• _PROMPT A_
In the post about buying land, swap "horses" for "cattle" and give the passage from "the route to" up to and including "for the drive.".
• _PROMPT B_
According to the post about buying land, how many acres did the land they found have?

• _TEXT SEGMENT_
-------
But just when you decide you want to do something, it’s the details that get in the way. How much land do we want? What kind of land features should it have? Where do we want it to be located? How on earth do you go about purchasing land?

After perhaps 15 months of considering our options, we finally had answers (more-or-less). We decided we wanted enough land to feel remote. We wanted it to have elevation to be cooler in the summers and offer views, to be near other land that wouldn’t likely be developed, and to have some water source. We were interested in a place with some sort of pre-existing structure (ideally) like a rustic cabin. We reviewed multiple climate change projections to find a location that would be better off than others in the decades ahead. One of the two regions we identified based on the future climate would be a full day of driving from our home, and we realized that having a place we could get away to very easily for weekends was an important factor. Luckily the higher elevations of the nearby Blue Ridge mountains were our second choice for a general location and should be relatively good for the foreseeable climate changes.

In the early days of 2022, we decided we were ready to do this for real. We started identifying specific land plots that appealed to us. We drove to one about two hours north in a gorgeous location on a 20-acre mountainside lot with a creek and rustic cabin. We took a half-day trip around several west/central counties in Virginia to view several locales and quickly ruled out that section of the state as too flat. There was a piece of land that had been put on the market in late 2021 one county over from where we live. It had some pretty views in the photos, but it lacked any major water feature or cabin so we steered clear initially.

What we observed is that properties with any type of structure - from fancier to rustic cabins - had pending sales almost immediately. When we had our realtor follow-up on a few, we learned they had multiple offers within a couple of days of listing. Prices seemed to be increasing for land in a different, although parallel, way to houses.

We decided it would be worth a trek out to the abode-free, water-free land that had been sitting on the market for several months at that point. We made the drive in late winter on a beautiful, sunny day with temperatures in the 60s.

And we found our land. Or, more accurately, our mountain.

130 acres of it, which is more than we had originally thought buy.

At one point growing up, my family had a house on ten acres, so I thought I could roughly comprehend 130 acres. I couldn’t.

Our first visit. You can see the difference between the winter view and spring views when comparing this to the photo at the top of this post!

the route to our mountain

The drive from our house is about an hour. The route takes us into an area that is increasingly rural with houses dotting the roadside at less frequency. Finally, we turn down a storybook-perfect treelined road with an antebellum estate straight ahead. The country road winds around through a perfect bucolic setting of grazing horses, open fields, a babbling creek with a small waterfall. A couple of bridges cross over an increasingly large river that you can’t help but want to wade in - clear water flowing across a pebbled shore.

When you drive with the window down, the songs of local birds and babbling water make up the soundtrack for the drive.
-------
• _EXTRACTED ENTRIES_
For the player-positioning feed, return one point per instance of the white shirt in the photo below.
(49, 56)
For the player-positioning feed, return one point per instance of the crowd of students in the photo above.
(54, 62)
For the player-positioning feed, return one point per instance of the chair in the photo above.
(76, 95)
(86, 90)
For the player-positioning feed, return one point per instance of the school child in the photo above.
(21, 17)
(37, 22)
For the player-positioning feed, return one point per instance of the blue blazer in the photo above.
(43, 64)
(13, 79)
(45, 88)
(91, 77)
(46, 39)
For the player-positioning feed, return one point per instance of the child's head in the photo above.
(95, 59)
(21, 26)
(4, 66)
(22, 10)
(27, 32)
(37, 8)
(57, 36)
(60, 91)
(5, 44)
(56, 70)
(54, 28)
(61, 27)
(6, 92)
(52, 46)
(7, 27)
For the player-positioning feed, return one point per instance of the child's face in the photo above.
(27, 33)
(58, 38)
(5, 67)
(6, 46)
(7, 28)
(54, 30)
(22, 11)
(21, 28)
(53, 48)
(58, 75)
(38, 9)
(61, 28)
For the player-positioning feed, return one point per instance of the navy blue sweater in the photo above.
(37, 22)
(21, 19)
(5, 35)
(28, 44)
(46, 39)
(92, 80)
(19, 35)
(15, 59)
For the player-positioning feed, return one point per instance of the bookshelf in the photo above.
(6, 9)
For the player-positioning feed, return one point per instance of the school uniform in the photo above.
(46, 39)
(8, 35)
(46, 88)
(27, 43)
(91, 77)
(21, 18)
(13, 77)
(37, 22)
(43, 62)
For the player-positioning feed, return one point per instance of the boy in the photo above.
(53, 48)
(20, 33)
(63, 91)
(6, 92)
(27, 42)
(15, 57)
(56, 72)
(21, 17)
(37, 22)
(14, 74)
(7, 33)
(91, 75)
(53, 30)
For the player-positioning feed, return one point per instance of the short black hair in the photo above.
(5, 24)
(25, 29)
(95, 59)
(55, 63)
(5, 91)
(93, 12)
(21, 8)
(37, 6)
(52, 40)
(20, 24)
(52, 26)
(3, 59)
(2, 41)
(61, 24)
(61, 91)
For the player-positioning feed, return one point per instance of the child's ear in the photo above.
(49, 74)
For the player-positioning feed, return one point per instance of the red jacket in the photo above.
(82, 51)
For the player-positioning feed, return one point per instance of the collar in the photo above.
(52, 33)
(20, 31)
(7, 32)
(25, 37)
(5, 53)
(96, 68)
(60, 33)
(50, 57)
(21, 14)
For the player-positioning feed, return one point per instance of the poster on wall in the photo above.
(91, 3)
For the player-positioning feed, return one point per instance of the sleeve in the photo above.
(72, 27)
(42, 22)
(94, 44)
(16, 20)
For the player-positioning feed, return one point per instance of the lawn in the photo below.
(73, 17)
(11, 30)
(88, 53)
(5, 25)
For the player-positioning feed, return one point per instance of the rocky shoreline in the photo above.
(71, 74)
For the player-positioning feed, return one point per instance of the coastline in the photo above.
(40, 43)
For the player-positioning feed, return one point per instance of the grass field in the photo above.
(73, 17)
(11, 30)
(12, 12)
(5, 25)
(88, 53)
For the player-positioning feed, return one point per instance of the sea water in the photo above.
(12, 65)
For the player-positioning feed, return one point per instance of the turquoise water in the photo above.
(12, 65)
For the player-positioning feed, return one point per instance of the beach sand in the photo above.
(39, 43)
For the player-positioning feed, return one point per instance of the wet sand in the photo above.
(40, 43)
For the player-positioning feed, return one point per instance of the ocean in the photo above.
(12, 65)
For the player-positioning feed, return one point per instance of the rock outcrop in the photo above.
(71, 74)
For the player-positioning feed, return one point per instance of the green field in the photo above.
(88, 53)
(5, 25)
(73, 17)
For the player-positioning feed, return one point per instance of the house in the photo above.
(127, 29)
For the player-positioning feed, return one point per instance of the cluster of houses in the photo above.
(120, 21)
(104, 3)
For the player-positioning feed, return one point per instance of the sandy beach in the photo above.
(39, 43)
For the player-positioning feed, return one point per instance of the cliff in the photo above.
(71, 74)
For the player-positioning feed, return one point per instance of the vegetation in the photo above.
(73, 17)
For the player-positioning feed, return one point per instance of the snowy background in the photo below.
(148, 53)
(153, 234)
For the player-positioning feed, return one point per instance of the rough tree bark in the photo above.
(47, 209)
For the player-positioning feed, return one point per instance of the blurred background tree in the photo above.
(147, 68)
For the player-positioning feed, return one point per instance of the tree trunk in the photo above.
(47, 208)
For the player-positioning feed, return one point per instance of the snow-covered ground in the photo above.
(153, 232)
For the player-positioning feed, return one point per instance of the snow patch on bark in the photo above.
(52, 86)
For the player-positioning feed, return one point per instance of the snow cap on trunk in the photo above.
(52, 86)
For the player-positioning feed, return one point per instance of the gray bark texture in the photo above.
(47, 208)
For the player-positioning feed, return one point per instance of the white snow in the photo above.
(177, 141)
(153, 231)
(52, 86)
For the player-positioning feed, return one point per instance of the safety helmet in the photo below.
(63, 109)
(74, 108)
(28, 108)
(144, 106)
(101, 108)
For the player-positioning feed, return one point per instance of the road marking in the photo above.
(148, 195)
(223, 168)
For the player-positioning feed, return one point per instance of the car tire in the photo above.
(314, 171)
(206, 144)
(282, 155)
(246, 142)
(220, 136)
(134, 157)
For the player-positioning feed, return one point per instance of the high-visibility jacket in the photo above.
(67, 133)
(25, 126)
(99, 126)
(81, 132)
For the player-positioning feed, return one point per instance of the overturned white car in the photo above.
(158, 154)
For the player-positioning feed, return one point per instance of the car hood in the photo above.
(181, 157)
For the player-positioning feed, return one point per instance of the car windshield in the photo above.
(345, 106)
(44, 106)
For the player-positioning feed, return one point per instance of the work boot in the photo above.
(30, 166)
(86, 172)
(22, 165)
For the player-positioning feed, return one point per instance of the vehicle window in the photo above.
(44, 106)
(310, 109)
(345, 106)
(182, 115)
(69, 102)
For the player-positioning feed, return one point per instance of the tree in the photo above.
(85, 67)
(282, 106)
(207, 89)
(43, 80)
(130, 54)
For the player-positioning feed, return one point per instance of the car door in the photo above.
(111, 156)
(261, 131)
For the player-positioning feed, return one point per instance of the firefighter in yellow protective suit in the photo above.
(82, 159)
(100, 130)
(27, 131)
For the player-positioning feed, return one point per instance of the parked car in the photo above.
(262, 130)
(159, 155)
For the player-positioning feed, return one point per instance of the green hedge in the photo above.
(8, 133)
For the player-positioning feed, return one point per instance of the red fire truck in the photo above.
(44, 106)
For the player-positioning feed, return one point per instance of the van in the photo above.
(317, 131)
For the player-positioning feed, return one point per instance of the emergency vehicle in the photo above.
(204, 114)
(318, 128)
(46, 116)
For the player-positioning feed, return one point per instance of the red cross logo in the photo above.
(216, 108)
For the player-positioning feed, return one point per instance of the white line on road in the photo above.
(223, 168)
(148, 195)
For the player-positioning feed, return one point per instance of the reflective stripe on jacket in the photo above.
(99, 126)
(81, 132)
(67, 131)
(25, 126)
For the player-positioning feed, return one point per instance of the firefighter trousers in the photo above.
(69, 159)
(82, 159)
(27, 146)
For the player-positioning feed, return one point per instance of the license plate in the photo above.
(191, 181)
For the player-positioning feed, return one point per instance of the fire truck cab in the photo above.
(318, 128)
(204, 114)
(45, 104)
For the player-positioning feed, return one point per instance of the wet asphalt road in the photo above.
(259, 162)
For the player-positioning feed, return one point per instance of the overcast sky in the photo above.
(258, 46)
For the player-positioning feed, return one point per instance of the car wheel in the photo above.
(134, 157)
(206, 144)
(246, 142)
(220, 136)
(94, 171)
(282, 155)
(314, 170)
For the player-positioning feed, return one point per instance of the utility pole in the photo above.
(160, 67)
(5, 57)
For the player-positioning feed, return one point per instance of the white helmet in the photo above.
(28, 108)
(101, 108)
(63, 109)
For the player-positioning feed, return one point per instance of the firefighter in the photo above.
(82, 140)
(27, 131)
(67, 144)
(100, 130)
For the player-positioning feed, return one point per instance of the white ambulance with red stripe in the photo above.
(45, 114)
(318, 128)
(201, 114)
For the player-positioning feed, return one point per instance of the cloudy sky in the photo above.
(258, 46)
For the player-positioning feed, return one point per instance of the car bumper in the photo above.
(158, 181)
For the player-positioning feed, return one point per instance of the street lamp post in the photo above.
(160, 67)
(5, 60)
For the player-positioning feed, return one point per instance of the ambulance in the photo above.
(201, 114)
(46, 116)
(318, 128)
-------
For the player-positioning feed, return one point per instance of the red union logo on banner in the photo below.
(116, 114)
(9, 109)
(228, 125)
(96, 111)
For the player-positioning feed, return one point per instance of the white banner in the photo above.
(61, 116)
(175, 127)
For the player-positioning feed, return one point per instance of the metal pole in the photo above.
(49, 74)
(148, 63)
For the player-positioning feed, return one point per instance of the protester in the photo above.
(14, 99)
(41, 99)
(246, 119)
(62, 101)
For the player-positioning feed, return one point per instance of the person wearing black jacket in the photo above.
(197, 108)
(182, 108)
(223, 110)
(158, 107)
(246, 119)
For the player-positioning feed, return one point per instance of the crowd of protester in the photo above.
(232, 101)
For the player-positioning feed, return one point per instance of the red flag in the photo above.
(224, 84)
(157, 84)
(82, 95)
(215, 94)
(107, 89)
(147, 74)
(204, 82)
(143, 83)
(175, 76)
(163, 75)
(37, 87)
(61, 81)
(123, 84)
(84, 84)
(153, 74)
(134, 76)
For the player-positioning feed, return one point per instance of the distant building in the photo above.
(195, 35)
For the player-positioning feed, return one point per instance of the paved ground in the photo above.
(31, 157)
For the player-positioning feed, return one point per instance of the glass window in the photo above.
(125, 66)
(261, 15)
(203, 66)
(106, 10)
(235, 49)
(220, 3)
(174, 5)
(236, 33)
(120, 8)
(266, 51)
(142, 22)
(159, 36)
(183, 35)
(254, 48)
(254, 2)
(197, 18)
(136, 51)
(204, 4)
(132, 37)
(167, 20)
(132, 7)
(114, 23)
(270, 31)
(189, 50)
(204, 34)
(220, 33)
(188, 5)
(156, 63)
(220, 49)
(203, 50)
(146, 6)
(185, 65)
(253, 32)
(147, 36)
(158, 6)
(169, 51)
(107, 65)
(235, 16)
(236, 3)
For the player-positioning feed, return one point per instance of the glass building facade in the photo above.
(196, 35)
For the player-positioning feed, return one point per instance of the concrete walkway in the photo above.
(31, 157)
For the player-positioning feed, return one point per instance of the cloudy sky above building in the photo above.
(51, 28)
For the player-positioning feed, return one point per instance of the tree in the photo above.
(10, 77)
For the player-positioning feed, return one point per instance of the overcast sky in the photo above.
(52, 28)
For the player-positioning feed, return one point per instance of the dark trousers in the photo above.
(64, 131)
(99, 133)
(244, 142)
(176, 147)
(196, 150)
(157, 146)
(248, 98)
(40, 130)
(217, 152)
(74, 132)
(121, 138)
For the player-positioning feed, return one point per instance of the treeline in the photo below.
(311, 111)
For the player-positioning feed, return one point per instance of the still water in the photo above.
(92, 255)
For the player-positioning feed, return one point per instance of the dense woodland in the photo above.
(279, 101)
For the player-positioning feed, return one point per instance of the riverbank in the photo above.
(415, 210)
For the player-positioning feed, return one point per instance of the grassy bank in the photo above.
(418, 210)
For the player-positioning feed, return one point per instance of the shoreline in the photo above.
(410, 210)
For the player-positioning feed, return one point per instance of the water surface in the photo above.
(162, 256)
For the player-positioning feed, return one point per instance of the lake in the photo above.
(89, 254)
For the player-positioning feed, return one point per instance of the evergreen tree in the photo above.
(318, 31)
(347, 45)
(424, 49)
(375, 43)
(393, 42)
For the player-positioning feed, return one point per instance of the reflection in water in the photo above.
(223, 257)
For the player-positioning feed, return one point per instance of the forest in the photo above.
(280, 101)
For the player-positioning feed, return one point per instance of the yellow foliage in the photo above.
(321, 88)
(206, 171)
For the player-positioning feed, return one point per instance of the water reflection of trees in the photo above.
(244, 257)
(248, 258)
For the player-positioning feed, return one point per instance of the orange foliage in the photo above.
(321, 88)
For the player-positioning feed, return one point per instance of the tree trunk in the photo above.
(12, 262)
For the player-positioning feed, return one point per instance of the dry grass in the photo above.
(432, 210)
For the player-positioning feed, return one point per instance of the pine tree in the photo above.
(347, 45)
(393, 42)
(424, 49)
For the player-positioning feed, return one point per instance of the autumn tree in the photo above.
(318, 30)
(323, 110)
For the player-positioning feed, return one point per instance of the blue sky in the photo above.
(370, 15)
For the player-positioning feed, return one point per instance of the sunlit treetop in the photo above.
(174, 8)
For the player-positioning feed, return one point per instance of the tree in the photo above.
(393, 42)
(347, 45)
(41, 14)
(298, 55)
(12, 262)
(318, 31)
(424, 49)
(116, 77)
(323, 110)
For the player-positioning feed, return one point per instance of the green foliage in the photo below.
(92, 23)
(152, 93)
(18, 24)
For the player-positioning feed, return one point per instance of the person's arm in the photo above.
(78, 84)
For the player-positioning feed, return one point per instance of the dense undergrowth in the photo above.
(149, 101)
-------
• _EXPECTED ANSWER A_
the route to our mountain

The drive from our house is about an hour. The route takes us into an area that is increasingly rural with houses dotting the roadside at less frequency. Finally, we turn down a storybook-perfect treelined road with an antebellum estate straight ahead. The country road winds around through a perfect bucolic setting of grazing cattle, open fields, a babbling creek with a small waterfall. A couple of bridges cross over an increasingly large river that you can’t help but want to wade in - clear water flowing across a pebbled shore.

When you drive with the window down, the songs of local birds and babbling water make up the soundtrack for the drive.

• _EXPECTED ANSWER B_
130 acres.